The example is good, but it took me a minute to realize that 80 is
because 10GB is roughly 80 sections.

> +	head = (struct page *)ALIGN_DOWN((unsigned long)pfn_to_page(pfn), align);

Is this ALIGN_DOWN() OK?  It seems like it might be aligning 'pfn' down
into the reserved are that lies before it.

> +	head = (struct page *)((unsigned long)head - (align * self->nr_sects));
> +	page_ref_inc(head);
> +
> +	/*
> +	 * We have used a/another section only with memmap allocations.
> +	 * We need to keep track of it in order to get the first head page
> +	 * to increase its refcount.
> +	 * This makes it easier to compute.
> +	 */
> +	if (!((page_ref_count(head) * PAGES_PER_SECTION) % align))

[Excerpts from location labeling data]
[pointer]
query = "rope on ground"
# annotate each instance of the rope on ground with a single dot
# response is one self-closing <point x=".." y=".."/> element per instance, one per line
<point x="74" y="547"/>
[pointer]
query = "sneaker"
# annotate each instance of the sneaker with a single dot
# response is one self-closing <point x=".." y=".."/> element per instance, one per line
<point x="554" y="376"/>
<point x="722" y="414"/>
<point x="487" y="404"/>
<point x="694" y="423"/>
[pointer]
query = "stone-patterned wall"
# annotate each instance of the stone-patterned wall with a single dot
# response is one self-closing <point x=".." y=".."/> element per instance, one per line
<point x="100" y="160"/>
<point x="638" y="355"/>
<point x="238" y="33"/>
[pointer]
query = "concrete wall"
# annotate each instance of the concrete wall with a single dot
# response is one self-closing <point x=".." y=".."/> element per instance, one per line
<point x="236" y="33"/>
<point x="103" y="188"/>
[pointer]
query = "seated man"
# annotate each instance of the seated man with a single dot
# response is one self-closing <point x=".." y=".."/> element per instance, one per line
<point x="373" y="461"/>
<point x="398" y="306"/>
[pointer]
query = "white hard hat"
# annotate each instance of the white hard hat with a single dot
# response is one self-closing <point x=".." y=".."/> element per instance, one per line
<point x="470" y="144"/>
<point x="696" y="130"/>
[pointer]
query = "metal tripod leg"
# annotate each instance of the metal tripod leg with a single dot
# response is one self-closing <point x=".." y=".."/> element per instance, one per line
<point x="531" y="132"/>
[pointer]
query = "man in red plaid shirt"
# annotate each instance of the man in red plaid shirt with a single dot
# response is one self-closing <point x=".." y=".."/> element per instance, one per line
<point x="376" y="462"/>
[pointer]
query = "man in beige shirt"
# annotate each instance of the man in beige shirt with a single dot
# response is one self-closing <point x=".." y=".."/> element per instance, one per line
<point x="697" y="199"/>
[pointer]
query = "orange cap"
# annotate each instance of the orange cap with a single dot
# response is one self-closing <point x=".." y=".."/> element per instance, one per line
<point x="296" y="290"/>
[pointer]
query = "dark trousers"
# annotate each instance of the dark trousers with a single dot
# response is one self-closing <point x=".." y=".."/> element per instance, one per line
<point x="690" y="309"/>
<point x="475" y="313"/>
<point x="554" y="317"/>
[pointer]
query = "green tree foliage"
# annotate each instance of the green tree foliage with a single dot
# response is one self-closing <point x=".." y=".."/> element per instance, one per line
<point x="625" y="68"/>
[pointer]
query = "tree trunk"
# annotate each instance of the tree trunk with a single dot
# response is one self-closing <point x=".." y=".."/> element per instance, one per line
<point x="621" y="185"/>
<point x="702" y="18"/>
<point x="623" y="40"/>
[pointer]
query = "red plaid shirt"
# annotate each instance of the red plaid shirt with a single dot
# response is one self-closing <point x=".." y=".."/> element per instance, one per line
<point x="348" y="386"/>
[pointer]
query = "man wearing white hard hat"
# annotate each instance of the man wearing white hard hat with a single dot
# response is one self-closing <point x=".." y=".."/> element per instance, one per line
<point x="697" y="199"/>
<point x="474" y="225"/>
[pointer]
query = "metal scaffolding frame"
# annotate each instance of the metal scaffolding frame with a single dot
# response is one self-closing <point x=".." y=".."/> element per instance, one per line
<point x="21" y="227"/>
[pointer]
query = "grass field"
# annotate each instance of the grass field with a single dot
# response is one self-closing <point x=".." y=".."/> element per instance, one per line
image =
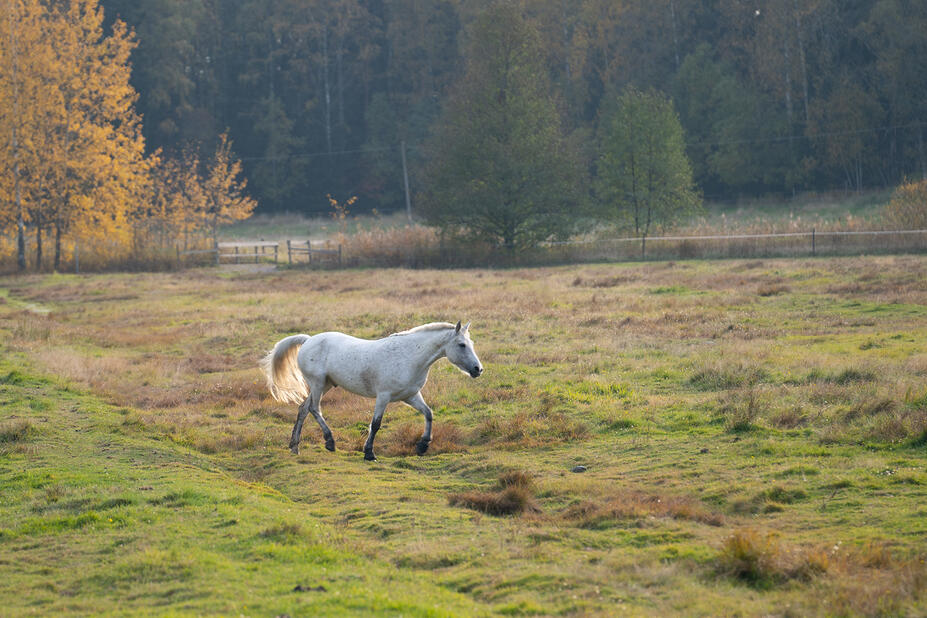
<point x="754" y="433"/>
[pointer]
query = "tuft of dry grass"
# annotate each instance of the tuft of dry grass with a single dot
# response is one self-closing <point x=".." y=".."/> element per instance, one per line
<point x="741" y="408"/>
<point x="722" y="375"/>
<point x="15" y="431"/>
<point x="772" y="289"/>
<point x="514" y="494"/>
<point x="762" y="560"/>
<point x="636" y="505"/>
<point x="402" y="440"/>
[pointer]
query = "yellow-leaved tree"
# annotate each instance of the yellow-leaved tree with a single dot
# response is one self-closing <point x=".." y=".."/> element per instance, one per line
<point x="102" y="175"/>
<point x="224" y="198"/>
<point x="72" y="156"/>
<point x="25" y="59"/>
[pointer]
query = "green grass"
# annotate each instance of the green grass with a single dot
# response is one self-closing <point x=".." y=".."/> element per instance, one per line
<point x="745" y="452"/>
<point x="101" y="520"/>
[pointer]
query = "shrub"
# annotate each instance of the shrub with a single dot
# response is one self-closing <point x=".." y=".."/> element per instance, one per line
<point x="907" y="209"/>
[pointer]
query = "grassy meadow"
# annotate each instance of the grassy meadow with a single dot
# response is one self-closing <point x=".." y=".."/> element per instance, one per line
<point x="754" y="435"/>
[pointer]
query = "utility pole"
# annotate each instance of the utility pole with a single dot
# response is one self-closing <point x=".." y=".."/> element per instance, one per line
<point x="405" y="179"/>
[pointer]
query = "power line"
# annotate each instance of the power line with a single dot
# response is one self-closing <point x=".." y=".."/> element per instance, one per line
<point x="308" y="155"/>
<point x="764" y="140"/>
<point x="787" y="138"/>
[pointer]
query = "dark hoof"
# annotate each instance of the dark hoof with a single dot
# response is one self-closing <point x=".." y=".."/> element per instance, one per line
<point x="421" y="447"/>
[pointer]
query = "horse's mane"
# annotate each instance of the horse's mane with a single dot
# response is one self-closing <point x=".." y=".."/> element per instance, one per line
<point x="426" y="327"/>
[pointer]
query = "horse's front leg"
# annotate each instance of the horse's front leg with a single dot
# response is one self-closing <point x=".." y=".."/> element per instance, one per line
<point x="417" y="402"/>
<point x="378" y="411"/>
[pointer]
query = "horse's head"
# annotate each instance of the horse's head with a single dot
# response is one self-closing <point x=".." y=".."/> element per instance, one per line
<point x="459" y="350"/>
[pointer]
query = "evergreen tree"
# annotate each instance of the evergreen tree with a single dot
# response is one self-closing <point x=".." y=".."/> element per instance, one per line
<point x="499" y="168"/>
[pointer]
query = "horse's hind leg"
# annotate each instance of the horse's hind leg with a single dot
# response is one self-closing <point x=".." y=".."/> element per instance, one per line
<point x="417" y="402"/>
<point x="378" y="411"/>
<point x="298" y="427"/>
<point x="311" y="405"/>
<point x="317" y="413"/>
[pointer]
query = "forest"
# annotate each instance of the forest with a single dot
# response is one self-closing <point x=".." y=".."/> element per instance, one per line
<point x="775" y="97"/>
<point x="141" y="127"/>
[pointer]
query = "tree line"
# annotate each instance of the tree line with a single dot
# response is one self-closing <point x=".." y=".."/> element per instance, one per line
<point x="73" y="159"/>
<point x="774" y="96"/>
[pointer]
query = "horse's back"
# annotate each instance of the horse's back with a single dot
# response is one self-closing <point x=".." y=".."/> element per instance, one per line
<point x="342" y="360"/>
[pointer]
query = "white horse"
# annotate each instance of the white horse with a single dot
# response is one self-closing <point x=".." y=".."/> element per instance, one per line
<point x="300" y="369"/>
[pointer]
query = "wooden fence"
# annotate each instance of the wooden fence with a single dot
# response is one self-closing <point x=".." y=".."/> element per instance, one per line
<point x="325" y="253"/>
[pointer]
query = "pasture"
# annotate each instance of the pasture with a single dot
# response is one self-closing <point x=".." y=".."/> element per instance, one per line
<point x="754" y="435"/>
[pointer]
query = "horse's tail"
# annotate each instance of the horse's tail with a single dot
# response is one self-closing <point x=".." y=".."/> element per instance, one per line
<point x="284" y="378"/>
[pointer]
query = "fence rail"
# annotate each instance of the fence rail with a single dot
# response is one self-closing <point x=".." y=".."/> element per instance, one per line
<point x="296" y="249"/>
<point x="781" y="244"/>
<point x="409" y="255"/>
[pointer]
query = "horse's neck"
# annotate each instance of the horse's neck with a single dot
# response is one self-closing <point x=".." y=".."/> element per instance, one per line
<point x="430" y="347"/>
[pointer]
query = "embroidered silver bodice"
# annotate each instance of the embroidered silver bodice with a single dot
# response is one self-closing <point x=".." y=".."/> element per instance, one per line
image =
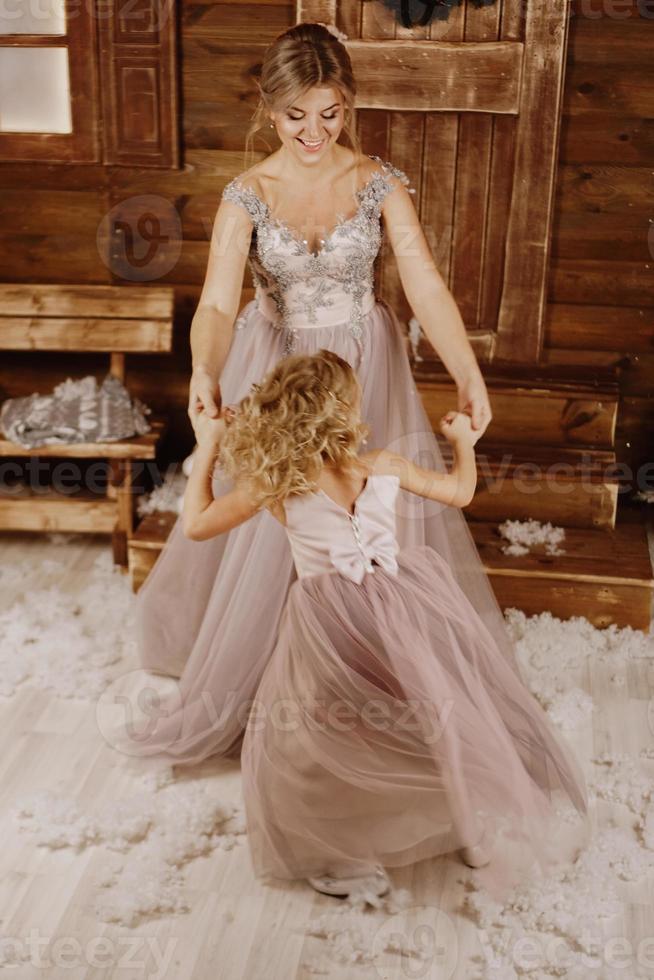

## PARTS OF THE EXERCISE
A. Find every line in the entries above that contains the string "hoof", and copy each of those lines.
B. Write the next part of the kernel patch review above, starting right after its last line.

## SOLVED TASKS
A.
query = "dark hoof"
# annotate each instance of the dark hoof with a single dot

B.
> +		self->nr_sects++;
> +
> +	/*
> +	 * All allocations for the memory hotplug are the same sized so align
> +	 * should be 0
> +	 */
> +	WARN_ON(self->align);
> +        for (i = 0; i < nr_pages; i++, pfn++) {
> +                struct page *page = pfn_to_page(pfn);
> +                __SetPageVmemmap(page);
> +		init_page_count(page);
> +        }

Looks like some tabs vs. space problems.

> +	self->alloc = 0;
> +	self->base_pfn += nr_pages + self->reserve;
> +	self->free -= nr_pages;
> +}
>  #else
>  static inline void *devm_memremap_pages(struct device *dev,
>  		struct dev_pagemap *pgmap)
> diff --git a/include/linux/page-flags.h b/include/linux/page-flags.h
> index 50ce1bddaf56..e79054fcc96e 100644
> --- a/include/linux/page-flags.h
> +++ b/include/linux/page-flags.h
> @@ -437,6 +437,24 @@ static __always_inline int __PageMovable(struct page *page)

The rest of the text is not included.